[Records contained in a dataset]

+===+

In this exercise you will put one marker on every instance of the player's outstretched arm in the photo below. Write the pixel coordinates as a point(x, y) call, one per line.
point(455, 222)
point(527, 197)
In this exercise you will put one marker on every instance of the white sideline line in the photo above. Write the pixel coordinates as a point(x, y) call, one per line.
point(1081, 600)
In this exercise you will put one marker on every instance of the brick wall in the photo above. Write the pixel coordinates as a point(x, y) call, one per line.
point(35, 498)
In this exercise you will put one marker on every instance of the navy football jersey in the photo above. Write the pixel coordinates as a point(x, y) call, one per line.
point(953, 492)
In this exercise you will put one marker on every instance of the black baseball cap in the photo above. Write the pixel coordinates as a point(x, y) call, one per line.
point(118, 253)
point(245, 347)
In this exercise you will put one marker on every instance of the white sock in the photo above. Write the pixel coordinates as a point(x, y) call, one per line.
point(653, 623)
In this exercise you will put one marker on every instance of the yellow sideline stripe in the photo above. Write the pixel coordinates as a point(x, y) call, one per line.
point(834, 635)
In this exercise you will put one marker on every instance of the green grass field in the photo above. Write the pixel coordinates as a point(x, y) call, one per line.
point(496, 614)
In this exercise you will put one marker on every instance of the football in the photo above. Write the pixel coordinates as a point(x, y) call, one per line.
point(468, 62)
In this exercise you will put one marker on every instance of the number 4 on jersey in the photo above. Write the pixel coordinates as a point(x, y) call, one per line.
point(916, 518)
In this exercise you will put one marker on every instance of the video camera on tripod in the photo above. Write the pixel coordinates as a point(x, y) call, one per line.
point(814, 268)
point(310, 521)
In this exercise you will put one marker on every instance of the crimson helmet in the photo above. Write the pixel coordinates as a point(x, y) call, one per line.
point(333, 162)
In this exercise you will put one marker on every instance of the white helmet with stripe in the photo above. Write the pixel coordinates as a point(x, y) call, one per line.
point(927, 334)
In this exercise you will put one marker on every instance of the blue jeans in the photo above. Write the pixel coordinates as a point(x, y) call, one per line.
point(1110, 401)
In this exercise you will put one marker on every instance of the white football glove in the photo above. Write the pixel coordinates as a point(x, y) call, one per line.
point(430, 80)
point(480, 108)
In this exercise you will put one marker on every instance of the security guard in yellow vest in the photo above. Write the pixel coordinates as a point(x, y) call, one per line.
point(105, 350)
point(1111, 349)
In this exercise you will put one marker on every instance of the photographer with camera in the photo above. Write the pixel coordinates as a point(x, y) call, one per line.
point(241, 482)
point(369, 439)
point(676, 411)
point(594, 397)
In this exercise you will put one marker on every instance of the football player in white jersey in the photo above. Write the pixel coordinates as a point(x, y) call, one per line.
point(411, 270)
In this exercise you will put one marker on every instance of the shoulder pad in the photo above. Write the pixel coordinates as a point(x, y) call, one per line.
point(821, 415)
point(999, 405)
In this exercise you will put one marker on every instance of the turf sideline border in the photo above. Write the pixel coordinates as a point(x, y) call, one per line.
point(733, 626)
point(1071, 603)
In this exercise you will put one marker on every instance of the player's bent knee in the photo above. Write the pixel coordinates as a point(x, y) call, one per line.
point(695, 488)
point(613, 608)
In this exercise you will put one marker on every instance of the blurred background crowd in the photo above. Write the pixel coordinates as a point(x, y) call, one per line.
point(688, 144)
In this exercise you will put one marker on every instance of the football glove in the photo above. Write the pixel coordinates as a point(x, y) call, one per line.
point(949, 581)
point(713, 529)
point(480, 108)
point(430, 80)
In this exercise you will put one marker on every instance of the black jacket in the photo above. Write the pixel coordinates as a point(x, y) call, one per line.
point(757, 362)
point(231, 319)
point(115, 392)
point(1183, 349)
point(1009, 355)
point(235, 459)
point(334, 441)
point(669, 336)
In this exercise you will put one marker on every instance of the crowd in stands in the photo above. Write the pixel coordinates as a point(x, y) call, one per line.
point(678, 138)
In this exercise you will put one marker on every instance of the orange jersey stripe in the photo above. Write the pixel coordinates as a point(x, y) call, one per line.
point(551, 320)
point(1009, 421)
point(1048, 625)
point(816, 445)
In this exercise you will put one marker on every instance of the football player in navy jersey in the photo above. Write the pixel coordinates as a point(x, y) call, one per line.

+===+

→ **EXERCISE BRIEF**
The response must contain every entry, each one identical to the original.

→ **SOLUTION TO THIS EXERCISE**
In this exercise you will put one marker on every instance of the player's outstretched arm in the photo below. Write the pixel coordinates as a point(x, y) call, one per line.
point(455, 222)
point(527, 197)
In this exercise you will put one marker on every instance of the white sideline line in the photo above. Write the pixel coordinates as a point(x, y) call, one per line.
point(1081, 600)
In this exercise you will put one marker on every instance of the brick wall in the photo above. Write the pixel coordinates as a point(x, y) call, one per line.
point(35, 498)
In this exercise you will put one marker on every instance of the navy football jersey in the photo above. Write the pixel coordinates as a point(x, y) call, one per line.
point(953, 492)
In this exercise you will put one marker on every instance of the black baseball cap in the photo above. Write the pixel coordinates as a point(x, y) call, one per line.
point(118, 253)
point(245, 347)
In this exercise you will put one marker on every instance of the white sock in the photo above. Write the pixel coordinates as a point(x, y) call, one per line.
point(653, 623)
In this exercise you will put one marker on every instance of the yellow sideline stripe in the photo above. Write the pixel coordinates as a point(x, y) call, one per line.
point(834, 635)
In this exercise you will put one marker on every instance of the green grass field in the photo above. Write the pixel coordinates as a point(x, y) call, one per line.
point(496, 614)
In this exercise you will put one marker on every instance of the football in the photo above. Write the pixel coordinates as a point(x, y) call, one per line.
point(468, 62)
In this exercise you will put one marker on every instance of the number 4 on jersey in the photo above. Write the pixel coordinates as a point(x, y) call, one per line.
point(916, 518)
In this exercise you will put one marker on every instance of the video camera on tripod in the photo above. Write the pixel coordinates as a point(x, y) call, one per line.
point(814, 268)
point(310, 521)
In this exercise you will put one marker on every instance of the crimson helmet in the photo above. Write the pixel coordinates as a point(x, y) call, one per line.
point(333, 162)
In this exercise you will put one marker on every instance of the white helmet with stripe in the photo above. Write the pixel coordinates as a point(x, y) call, one per line.
point(927, 334)
In this exercise you will put one marker on every instance of the blue jeans in the photo above. Write the pixel coordinates as a point(x, y) call, one per line.
point(1110, 401)
In this exercise you will put one marker on every instance of the white football glove in the photo above. Write the pixel coordinates as a point(x, y) call, one per line.
point(430, 80)
point(480, 108)
In this exercise you will put one marker on every instance of the security guard in yellow vest in the photo above. Write the pixel coordinates as a point(x, y) call, one per line.
point(105, 350)
point(1111, 349)
In this exercise you will put one marker on every instance of the photographer with camera in the photo above. Write the pixel coordinates as a point(x, y) call, one per line.
point(241, 482)
point(369, 439)
point(676, 411)
point(594, 397)
In this exercise you will put one marker on every instance of the football player in white jersey in the photo above. Write the pixel coordinates as a point(x, y) call, one per line.
point(411, 270)
In this exercise you will put one marker on every instance of the shoulder pad in the photo above. Write the pixel coordinates as a point(x, y) call, one per line.
point(821, 415)
point(999, 405)
In this exercise you will put one marker on every instance of the turf sideline border in the photo above. Write the pixel coordinates as a point(x, y) call, one per line.
point(733, 626)
point(1071, 603)
In this exercise you will put one marker on every instance of the player's bent knee in the photo above. Write the pixel coordinates as a point(x, y) call, one per line.
point(695, 488)
point(613, 608)
In this exercise you will put one marker on every instance of the blurred background crowd in the photo above. Write the pixel coordinates as a point(x, y) call, one per line.
point(688, 144)
In this exercise you will put one marker on every instance of the football glove in the photo above. Write the pixel coordinates as a point(x, y) call, one per line.
point(949, 581)
point(713, 529)
point(480, 108)
point(430, 80)
In this exercise you will put one marker on every instance of the black jacket in the photo above. Write the pixel coordinates as a point(x, y) call, one per line.
point(757, 362)
point(231, 319)
point(115, 392)
point(1183, 349)
point(1009, 355)
point(235, 459)
point(334, 441)
point(669, 336)
In this exercise you will put one marker on every instance of the crowd in stands in the photo above. Write the pixel coordinates as a point(x, y) call, one per line.
point(678, 138)
In this exercise you will put one marker on every instance of the orange jersey stripe in the photo above. Write the pixel coordinates as a point(x, y) call, one per line.
point(551, 320)
point(1009, 421)
point(1048, 625)
point(816, 445)
In this exercise you will put one marker on every instance of the football player in navy jersey in the photo above. Write the pixel coordinates as a point(x, y) call, one per line.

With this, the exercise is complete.